◆ Supplied text
- - - - -

A Leaven In The World… Benedict XVI: “God Is Absent”

By FR. KEVIN M. CUSICK

Benedict XVI released a statement in German last week on the abuse crisis (see text elsewhere in this issue). It shows the extent of the crisis that, although he seeks to live in prayer and contemplation, he has chosen to speak out on this topic with the okay from Pope Francis.

People are craving clear teaching. The Emeritus Pope offers some deeper analysis which, though it does not absolve individuals of responsibility for sin, and should not, gives context to the abuse crisis which has destroyed the lives of the victims, shaken the Church, and threatened the faith of millions.

The Church always exists in a larger society which may or may not share its faith. In the case of the West that has gone to such an extreme that our faith is attacked, ridiculed, and scorned. But there is something even worse.

Benedict XVI says it this way: “Western society is a society in which God is absent in the public sphere and has nothing left to offer it. And that is why it is a society in which the measure of humanity is increasingly lost.”

- - - - -

◆ Data lines
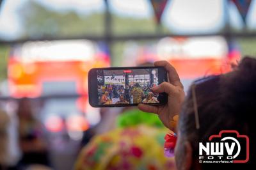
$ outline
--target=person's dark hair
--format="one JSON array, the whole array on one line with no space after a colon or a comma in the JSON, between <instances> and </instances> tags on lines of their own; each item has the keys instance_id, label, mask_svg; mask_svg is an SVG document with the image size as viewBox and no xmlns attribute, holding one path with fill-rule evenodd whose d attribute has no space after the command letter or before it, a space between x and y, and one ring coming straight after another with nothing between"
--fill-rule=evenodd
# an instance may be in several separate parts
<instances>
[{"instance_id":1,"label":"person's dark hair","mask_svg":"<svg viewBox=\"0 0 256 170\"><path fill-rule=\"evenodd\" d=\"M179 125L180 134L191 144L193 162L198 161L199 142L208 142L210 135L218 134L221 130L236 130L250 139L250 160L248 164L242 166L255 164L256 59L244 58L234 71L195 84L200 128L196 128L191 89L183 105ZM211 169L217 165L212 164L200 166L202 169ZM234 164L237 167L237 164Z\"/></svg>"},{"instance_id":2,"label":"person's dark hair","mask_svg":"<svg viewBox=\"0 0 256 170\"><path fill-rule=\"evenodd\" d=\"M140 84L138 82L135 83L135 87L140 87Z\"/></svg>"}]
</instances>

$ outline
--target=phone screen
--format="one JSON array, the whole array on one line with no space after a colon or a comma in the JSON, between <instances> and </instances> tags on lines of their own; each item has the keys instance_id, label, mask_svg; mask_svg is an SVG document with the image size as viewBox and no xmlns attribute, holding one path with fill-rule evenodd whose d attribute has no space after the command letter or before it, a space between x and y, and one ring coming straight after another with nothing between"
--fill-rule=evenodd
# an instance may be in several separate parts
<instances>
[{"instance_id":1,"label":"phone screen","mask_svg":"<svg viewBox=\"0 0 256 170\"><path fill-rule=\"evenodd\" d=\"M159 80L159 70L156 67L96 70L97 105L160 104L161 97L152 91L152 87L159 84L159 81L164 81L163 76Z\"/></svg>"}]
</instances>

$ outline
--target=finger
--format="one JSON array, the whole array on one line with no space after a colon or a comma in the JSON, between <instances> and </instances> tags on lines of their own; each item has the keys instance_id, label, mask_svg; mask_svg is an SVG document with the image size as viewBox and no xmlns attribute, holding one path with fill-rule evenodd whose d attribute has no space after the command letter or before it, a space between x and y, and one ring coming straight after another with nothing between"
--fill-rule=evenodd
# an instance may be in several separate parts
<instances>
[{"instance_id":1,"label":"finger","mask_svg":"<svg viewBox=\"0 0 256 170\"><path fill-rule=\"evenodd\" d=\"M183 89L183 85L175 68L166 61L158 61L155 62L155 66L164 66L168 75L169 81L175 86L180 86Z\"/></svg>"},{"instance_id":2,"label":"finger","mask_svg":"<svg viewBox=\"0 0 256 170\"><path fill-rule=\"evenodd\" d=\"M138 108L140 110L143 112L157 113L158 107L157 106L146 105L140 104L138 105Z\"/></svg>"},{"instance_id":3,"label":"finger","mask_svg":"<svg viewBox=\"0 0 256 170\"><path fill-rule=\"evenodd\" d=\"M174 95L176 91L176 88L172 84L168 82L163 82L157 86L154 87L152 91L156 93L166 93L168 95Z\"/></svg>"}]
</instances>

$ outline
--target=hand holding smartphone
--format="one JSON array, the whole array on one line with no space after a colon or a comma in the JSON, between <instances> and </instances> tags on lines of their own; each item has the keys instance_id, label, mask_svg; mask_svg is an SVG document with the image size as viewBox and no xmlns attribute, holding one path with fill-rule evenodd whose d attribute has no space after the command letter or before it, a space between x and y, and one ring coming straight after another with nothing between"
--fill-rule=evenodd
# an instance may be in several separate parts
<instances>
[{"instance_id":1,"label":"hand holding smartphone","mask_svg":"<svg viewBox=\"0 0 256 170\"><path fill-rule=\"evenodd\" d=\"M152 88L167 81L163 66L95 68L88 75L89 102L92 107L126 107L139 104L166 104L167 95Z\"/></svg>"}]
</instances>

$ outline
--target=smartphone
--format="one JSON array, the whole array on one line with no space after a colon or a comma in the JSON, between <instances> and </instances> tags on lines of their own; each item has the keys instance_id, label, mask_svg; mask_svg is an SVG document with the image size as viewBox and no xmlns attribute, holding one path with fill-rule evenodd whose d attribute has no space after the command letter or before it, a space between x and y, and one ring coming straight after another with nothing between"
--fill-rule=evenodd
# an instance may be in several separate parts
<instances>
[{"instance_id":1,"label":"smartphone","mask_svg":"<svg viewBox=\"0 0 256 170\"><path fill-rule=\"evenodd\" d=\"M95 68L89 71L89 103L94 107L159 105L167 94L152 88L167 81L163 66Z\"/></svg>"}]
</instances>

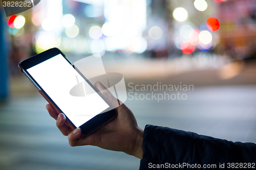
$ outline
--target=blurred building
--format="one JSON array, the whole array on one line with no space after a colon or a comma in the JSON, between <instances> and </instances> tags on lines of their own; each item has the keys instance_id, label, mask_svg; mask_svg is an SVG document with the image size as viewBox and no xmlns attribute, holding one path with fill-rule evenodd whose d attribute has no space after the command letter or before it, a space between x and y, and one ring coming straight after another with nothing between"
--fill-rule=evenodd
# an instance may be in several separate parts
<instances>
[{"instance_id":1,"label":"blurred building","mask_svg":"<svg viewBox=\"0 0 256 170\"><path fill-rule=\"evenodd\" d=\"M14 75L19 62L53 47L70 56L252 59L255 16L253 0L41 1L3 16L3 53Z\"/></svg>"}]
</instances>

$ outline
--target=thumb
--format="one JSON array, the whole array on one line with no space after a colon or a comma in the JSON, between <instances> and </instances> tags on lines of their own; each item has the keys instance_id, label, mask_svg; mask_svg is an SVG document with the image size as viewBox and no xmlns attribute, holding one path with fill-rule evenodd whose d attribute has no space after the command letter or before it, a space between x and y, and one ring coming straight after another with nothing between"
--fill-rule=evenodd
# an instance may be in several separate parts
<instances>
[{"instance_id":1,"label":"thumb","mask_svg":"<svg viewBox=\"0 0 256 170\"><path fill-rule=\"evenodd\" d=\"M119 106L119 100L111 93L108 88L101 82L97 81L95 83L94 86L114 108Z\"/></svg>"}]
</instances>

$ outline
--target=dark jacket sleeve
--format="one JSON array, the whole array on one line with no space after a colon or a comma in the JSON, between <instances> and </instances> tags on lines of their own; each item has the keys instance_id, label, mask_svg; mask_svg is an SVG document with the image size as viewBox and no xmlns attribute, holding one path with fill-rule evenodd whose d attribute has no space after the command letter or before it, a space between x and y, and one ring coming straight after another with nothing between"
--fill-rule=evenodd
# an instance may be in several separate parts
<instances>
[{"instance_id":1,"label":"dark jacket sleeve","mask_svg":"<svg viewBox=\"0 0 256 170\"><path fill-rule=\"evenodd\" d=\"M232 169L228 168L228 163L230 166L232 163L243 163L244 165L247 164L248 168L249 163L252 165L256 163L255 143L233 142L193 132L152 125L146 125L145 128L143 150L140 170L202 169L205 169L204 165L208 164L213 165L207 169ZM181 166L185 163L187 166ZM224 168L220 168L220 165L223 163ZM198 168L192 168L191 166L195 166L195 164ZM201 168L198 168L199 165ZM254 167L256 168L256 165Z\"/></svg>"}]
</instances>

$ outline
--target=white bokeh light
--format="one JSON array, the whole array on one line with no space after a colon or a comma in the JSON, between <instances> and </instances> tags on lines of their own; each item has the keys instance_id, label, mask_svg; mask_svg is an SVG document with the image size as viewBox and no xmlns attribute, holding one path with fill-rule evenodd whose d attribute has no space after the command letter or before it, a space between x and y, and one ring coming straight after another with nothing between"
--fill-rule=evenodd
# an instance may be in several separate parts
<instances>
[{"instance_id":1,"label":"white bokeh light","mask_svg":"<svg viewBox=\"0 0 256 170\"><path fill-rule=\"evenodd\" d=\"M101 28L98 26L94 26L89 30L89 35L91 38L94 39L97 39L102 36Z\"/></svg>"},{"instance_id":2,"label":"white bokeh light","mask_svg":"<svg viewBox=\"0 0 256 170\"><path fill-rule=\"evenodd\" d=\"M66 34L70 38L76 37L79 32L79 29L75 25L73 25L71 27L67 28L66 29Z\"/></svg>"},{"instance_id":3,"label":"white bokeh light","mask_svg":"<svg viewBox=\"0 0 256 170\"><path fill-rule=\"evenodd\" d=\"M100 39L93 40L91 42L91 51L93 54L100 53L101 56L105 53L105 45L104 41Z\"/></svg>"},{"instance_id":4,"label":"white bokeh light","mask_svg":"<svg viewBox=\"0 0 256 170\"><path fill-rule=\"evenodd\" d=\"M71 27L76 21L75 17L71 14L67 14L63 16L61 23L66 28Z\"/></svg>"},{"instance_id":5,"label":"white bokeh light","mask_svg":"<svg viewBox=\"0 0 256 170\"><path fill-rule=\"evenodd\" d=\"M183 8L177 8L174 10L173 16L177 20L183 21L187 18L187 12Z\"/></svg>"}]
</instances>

- - - - -

◆ Given problem 1
Reproduce verbatim the passage of the commentary on Benedict XVI's statement starting with "A Leaven In" and going on through "faith of millions.".
◆ Given problem 2
Count how many lines of the records contain the string "smartphone". State only the number.

◆ Result 1
A Leaven In The World… Benedict XVI: “God Is Absent”

By FR. KEVIN M. CUSICK

Benedict XVI released a statement in German last week on the abuse crisis (see text elsewhere in this issue). It shows the extent of the crisis that, although he seeks to live in prayer and contemplation, he has chosen to speak out on this topic with the okay from Pope Francis.

People are craving clear teaching. The Emeritus Pope offers some deeper analysis which, though it does not absolve individuals of responsibility for sin, and should not, gives context to the abuse crisis which has destroyed the lives of the victims, shaken the Church, and threatened the faith of millions.

◆ Result 2
4